## [THE TASK]
Repeat the records verbatim and leave the pictures out of your copy.

--

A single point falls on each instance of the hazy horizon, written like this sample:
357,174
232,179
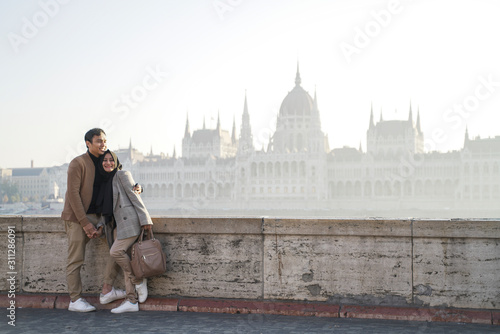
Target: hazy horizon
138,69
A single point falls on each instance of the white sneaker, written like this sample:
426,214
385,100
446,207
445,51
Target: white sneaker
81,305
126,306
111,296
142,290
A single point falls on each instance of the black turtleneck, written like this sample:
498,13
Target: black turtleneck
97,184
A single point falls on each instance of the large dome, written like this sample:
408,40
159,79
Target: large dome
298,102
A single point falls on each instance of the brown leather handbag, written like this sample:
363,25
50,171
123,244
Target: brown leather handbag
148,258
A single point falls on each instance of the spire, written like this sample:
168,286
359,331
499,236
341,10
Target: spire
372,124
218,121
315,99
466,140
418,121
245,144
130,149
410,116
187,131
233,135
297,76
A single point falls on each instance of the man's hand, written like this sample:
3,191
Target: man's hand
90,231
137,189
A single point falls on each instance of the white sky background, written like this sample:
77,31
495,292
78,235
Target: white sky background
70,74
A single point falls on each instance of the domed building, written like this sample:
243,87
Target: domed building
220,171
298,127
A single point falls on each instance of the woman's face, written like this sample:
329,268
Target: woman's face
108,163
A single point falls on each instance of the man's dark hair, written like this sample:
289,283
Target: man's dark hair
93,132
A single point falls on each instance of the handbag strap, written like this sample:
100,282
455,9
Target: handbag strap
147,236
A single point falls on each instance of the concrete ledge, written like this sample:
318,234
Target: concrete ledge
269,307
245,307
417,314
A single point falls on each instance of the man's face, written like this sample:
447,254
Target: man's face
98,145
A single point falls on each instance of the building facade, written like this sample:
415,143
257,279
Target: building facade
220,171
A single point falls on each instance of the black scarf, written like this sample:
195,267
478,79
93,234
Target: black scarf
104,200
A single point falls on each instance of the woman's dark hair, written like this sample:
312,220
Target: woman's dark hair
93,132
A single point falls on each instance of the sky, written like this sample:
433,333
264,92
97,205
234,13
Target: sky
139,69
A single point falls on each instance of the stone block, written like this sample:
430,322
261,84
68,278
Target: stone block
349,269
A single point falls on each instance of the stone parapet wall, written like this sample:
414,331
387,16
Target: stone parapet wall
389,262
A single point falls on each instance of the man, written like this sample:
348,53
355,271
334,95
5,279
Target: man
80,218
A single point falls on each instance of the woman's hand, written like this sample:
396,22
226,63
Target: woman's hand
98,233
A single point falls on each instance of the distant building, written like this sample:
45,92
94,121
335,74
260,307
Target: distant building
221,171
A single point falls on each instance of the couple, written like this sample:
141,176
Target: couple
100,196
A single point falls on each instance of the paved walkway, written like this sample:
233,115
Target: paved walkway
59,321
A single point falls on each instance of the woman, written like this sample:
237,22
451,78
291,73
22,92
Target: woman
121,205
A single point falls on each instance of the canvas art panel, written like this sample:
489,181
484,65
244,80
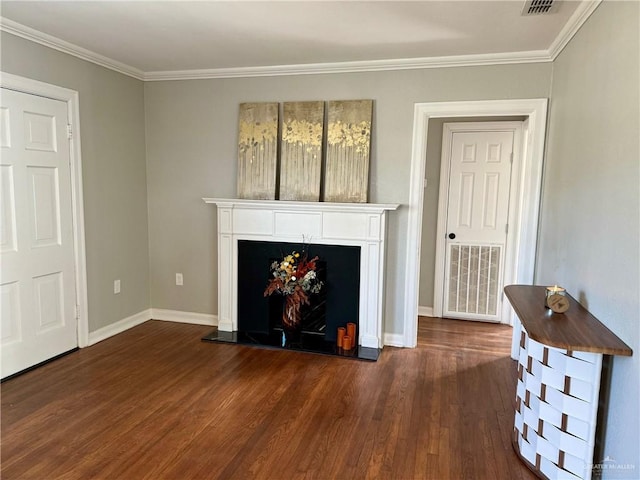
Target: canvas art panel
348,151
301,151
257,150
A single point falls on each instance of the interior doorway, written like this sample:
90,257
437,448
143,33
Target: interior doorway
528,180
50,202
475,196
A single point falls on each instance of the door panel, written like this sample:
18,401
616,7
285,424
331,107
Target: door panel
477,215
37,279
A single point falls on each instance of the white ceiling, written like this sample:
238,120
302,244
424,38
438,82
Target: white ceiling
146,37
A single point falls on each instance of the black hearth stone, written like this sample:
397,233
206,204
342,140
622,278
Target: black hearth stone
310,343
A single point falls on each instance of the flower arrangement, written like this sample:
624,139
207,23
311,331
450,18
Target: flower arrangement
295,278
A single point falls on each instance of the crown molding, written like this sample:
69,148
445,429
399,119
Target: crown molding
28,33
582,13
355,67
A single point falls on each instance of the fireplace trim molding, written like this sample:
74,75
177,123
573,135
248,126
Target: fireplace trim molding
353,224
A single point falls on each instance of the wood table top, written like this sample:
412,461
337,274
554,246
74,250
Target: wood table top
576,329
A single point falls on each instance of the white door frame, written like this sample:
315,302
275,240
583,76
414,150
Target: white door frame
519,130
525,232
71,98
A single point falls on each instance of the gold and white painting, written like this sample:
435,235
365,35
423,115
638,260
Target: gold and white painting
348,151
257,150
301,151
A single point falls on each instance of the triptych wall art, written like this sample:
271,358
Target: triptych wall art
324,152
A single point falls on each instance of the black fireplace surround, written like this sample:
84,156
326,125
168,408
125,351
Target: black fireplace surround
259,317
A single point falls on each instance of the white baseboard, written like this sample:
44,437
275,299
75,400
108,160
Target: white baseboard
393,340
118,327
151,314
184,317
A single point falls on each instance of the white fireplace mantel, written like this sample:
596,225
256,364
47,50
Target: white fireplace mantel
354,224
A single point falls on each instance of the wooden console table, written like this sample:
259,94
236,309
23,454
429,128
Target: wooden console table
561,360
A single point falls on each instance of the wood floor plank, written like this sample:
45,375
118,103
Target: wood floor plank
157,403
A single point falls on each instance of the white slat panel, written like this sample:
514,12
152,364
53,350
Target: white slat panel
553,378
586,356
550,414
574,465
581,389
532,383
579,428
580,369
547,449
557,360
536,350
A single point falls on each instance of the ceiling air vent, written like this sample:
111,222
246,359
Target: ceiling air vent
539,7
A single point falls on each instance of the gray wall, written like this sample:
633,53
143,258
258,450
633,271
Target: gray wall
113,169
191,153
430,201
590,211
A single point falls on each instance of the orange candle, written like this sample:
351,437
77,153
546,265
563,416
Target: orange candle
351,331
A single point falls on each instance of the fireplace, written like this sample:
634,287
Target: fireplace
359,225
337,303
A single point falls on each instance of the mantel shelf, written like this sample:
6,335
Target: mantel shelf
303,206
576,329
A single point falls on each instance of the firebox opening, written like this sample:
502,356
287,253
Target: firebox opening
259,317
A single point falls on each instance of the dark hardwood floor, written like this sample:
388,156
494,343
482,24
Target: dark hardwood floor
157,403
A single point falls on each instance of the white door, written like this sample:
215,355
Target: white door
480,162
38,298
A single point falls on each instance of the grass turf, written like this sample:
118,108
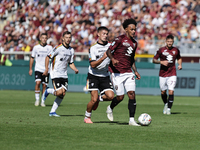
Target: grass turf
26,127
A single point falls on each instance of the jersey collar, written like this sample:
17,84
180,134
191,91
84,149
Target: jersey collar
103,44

--

## [RESULT FOR THIS EXERCISE]
A single point falls on each instance of the hazy horizon, written like this sample:
357,174
232,179
Target: hazy horizon
138,69
A single point falls on each instance of the white sneaker, written like this sample:
426,214
385,100
446,207
445,51
Target: white sneaker
81,305
126,306
111,296
142,290
A single point falls on each instance of the black turtleneck, written like this sample:
498,13
Target: black turtleneck
97,184
A single point falls on each instance of the large dome, written like this sample:
408,40
159,79
Target: large dome
298,102
A single point falls on each instance of the brown leather handbag, written like this sample:
363,25
50,171
123,244
Target: brown leather handbag
148,258
A single point falls on each instance of the spire, written like this sample:
168,286
359,331
499,236
341,10
Target: spire
372,124
218,121
315,99
466,140
418,121
245,144
130,149
410,116
187,131
233,135
297,76
A single point falls on each instance of the man's hand, written like this sample:
3,191
Target: man's hand
90,231
137,189
A single point falls on each instance of the white sky background, written like this sample:
77,31
495,292
78,235
Target: white sky background
70,74
A single point falls on each instance of the domed building, written like this sample:
243,87
Target: domed building
220,171
298,127
A single point falls on each instance of the woman's face, written like this sample:
329,268
Target: woman's face
108,163
A single point falls on each instance of the man's dark hair, written like this sample:
289,283
Target: man's dark hair
93,132
A single point falls on each instance of the handbag strap, written like this sample:
100,282
455,9
Target: handbag strap
147,236
A single point falls on each instance of the concrete ledge, written like this sample:
318,234
Target: concrete ledge
269,307
245,307
417,314
A single point falls on each instance of the man's face, written like this sample:
447,254
Target: man's face
98,145
A single point falls on each instance of the building facade, written like this sample:
415,143
257,279
Target: building facade
220,171
A single point falls on each instance of the black scarf, written like this sample:
195,267
478,79
93,234
Target: black scarf
104,200
A single point falls on each instance of the woman's dark hair, written like this sample:
312,220
Target: woman's dark hair
93,132
A single point falls on each instance of the sky, written like this sample:
433,333
264,92
97,205
234,13
Target: sky
139,69
A single point falls on each instance of the stone block, written like this sample:
430,322
261,84
68,278
Target: stone block
349,269
A single point falls on each instance of the stone parapet wall, written like this sample:
414,331
387,16
Target: stone parapet wall
389,262
A single point falls on each instance of the man, written like this sample:
348,53
355,271
334,95
5,279
Target: man
80,218
A single point falls on each instance of the woman's hand, written like this sample:
396,22
226,63
Target: woman's hand
98,233
A single point falls on each instance of the distant building, written like this sample:
45,92
94,121
335,74
260,307
Target: distant building
221,171
A single point falls on each instance of the couple, written like this sample:
141,176
Target: couple
100,196
A single point falls on each instance of the paved walkway, written like this sample:
233,115
Target: paved walkway
59,321
A single point falls on each instance of the woman, written like this sample:
237,22
451,78
291,73
22,92
Target: woman
121,205
A single point falls on each instance of the canvas art panel, written like this sample:
489,181
484,65
244,80
Target: canvas art panel
348,151
301,151
257,150
A single point falls on each instance of the interior doorway, written like this sample:
90,257
437,448
143,33
Target: interior doorway
528,180
50,202
475,196
A single point falls on each instance of the door panel, written like this sample:
18,401
616,7
285,424
331,107
Target: door panel
477,215
37,279
A single point falls on each instance of the white ceiling, written like this sample:
238,120
302,244
424,38
438,82
Target: white ceiling
146,37
A single point falls on each instance of the black hearth stone, written like this sample:
397,233
206,204
342,140
622,278
Target: black hearth stone
310,343
A single point falls on each instance of the flower arrangement, written like this sample:
624,139
207,23
311,331
450,18
Target: flower arrangement
295,278
A single point falls on each instance of the crown molding, written like this sample:
69,148
445,429
399,119
Target: crown molding
28,33
582,13
355,67
A single point falls on each instance of the fireplace trim molding, written like this sample:
74,75
177,123
573,135
248,126
Target: fireplace trim molding
353,224
A single point falls on each instance of the wood table top, written like this sample:
412,461
337,274
554,246
74,250
Target: wood table top
576,329
A single point falls on each instance of the white door frame, written like this sample:
315,302
275,240
583,76
414,150
Target: white door frame
519,130
525,232
71,98
A single point falls on each instance of the gold and white painting, written like this sample:
435,235
365,35
423,115
638,260
Target: gold and white painting
348,151
257,150
301,151
A single point falls on each instance of the triptych wall art, written like this sample:
271,358
Target: triptych wall art
324,152
A single point falls on each instance of the black fireplace surround, written like this sample:
84,156
326,125
168,408
125,351
Target: black fireplace surround
259,317
A single point falls on each instance of the white baseboard, written like this sample:
44,437
275,299
75,400
108,160
Target: white baseboard
393,340
118,327
151,314
184,317
A single point falls on each instance of the white fireplace mantel, written like this sample:
596,225
256,364
47,50
Target: white fireplace mantel
354,224
A single point falls on each instance of the wooden console table, written like this sample:
259,94
236,309
23,454
429,128
Target: wooden console table
561,360
A single point falls on each instance of the wood floor plank, written like this sample:
45,375
118,103
Target: wood floor plank
157,403
A single point falls on each instance of the white slat panel, written like this sample:
514,12
152,364
53,350
Target: white slat panel
553,378
586,356
550,414
574,465
581,389
532,383
579,428
580,369
547,449
557,360
536,350
A single point falls on each instance of the ceiling air vent, written like this sample:
111,222
246,359
Target: ceiling air vent
539,7
A single point falls on each instance of the gray wall, written like this sample:
633,53
143,258
258,450
633,271
Target: gray wall
113,169
191,153
430,201
590,211
A single point falls on each instance of the orange candle, written like this sample:
351,437
77,153
546,265
563,416
Target: orange candle
351,331
A single point falls on each instance of the fireplace, written like this sample:
634,287
Target: fireplace
359,225
337,303
A single point falls on each instance of the mantel shelf, written like this sample:
6,335
Target: mantel shelf
303,206
576,329
A single point falls on each instance of the firebox opening, written like this sample:
502,356
287,253
Target: firebox opening
259,317
A single point falls on each instance of the dark hardwood floor, written like this sample:
388,156
494,343
482,24
Target: dark hardwood floor
157,403
A single point falls on each instance of the white door, written like this sample:
215,355
Target: white door
480,162
38,298
A single point falls on each instance of the grass turf, written like this sample:
118,108
Target: grass turf
26,127
A single point falls on each instance of the jersey collar, written like this sample:
17,84
180,134
191,91
84,149
Target: jersey collar
103,44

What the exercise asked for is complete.